Task requirements:
Find each line of the material below in which the word "wall" occurs, and return it.

(Task inputs begins)

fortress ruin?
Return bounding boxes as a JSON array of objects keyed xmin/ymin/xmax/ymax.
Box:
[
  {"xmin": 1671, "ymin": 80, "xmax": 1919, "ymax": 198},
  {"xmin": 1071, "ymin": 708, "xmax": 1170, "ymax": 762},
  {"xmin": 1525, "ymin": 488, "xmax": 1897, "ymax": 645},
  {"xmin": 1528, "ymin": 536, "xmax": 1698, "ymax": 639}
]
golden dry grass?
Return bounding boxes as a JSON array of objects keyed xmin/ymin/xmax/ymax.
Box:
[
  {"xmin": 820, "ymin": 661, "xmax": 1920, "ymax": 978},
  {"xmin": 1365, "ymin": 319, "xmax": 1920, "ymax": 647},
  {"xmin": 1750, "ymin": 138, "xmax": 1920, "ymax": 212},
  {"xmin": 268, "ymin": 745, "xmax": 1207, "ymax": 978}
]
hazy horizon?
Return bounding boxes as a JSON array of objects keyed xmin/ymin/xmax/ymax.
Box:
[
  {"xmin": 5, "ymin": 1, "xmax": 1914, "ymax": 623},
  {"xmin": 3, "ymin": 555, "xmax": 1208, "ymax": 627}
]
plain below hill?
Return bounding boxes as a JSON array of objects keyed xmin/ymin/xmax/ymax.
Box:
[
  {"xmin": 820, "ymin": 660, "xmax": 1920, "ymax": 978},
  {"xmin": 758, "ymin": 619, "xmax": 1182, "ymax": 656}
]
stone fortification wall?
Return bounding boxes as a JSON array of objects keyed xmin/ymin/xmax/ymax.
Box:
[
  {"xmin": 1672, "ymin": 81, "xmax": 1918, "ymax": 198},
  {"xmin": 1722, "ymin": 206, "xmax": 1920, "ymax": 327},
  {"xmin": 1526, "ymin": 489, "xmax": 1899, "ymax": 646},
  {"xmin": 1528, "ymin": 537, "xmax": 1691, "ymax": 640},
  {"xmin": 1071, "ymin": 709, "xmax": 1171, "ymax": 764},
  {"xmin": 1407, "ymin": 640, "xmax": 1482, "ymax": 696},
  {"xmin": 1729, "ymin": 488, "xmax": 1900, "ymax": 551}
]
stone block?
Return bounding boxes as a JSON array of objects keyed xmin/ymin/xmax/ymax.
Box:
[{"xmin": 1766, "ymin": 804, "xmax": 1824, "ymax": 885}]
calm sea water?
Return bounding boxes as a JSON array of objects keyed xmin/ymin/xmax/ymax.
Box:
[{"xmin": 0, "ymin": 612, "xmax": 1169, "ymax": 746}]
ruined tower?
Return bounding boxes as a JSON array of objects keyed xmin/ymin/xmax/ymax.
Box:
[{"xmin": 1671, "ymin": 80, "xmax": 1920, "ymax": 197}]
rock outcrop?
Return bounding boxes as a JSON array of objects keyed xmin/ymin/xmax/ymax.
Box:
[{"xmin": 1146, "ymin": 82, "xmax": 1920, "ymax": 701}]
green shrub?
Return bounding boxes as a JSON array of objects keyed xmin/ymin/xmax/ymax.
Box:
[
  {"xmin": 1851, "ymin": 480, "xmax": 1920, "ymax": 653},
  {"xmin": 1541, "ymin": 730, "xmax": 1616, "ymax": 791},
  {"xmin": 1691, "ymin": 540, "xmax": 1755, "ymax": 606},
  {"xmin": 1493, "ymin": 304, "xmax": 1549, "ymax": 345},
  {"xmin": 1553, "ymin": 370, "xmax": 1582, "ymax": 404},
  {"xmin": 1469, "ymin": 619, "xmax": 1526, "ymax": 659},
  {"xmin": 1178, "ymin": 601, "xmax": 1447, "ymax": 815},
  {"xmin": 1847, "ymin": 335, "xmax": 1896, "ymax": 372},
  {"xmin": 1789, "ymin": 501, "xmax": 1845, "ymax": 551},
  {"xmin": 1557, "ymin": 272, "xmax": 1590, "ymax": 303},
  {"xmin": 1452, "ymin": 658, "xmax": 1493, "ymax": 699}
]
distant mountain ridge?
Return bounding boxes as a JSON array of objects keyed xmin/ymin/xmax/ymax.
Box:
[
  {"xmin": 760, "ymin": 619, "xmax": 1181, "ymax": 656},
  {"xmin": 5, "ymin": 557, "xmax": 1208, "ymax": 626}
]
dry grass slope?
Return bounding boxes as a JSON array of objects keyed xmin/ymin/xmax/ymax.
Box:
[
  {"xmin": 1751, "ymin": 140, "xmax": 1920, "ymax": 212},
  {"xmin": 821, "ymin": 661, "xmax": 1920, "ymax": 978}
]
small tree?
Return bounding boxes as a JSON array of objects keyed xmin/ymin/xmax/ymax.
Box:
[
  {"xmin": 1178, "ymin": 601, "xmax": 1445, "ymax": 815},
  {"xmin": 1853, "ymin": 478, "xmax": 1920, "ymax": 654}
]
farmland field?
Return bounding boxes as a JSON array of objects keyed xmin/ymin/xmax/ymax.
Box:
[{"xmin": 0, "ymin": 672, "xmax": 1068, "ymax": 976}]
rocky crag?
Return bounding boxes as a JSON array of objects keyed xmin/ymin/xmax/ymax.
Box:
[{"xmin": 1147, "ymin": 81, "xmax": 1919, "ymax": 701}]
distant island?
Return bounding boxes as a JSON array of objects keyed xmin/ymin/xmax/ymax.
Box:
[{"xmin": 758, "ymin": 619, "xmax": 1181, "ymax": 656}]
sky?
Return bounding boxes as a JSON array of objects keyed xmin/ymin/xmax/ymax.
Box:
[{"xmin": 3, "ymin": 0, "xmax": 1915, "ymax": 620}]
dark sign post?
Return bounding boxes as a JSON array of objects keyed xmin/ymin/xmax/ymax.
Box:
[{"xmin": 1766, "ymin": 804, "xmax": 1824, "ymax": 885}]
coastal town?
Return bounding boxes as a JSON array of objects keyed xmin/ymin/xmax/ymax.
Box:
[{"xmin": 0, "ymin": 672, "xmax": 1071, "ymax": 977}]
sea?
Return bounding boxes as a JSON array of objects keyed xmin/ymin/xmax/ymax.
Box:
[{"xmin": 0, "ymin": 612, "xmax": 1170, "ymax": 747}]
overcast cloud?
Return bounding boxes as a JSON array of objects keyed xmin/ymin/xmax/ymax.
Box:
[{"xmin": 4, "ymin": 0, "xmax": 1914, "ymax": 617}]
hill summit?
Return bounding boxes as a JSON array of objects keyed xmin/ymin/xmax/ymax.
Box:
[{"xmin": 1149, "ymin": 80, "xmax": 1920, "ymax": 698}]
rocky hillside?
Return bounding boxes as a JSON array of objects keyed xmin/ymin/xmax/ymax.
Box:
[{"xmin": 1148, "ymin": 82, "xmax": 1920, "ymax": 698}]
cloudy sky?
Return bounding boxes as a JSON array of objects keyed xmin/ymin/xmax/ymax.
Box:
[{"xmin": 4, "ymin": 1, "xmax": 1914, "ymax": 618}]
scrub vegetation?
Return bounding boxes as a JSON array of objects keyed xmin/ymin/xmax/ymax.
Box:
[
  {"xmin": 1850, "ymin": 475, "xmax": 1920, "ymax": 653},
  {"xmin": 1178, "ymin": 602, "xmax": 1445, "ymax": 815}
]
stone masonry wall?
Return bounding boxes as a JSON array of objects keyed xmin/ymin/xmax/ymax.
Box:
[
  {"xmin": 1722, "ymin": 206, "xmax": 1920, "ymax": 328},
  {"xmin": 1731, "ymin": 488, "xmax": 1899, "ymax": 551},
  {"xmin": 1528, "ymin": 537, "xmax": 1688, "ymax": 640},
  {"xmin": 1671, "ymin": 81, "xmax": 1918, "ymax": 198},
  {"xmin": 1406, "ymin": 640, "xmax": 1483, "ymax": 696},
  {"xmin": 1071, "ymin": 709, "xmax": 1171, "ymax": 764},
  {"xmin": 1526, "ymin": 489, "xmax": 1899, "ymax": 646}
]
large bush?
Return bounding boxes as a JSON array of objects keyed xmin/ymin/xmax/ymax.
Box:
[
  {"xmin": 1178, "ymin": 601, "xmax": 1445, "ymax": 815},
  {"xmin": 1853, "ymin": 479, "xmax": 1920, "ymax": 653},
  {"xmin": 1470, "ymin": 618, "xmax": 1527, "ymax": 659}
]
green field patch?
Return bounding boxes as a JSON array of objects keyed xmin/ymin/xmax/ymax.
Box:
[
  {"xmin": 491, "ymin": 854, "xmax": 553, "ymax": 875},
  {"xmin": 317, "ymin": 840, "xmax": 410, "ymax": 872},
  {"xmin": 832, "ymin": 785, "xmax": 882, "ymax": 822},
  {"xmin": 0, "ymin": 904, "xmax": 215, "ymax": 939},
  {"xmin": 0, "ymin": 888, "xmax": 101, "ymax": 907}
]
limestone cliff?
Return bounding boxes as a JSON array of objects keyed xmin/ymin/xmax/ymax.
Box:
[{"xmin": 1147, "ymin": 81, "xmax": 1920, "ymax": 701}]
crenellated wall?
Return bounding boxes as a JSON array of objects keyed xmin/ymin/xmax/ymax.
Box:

(Task inputs ends)

Reply:
stone fortification wall?
stone masonry wall?
crenellated wall?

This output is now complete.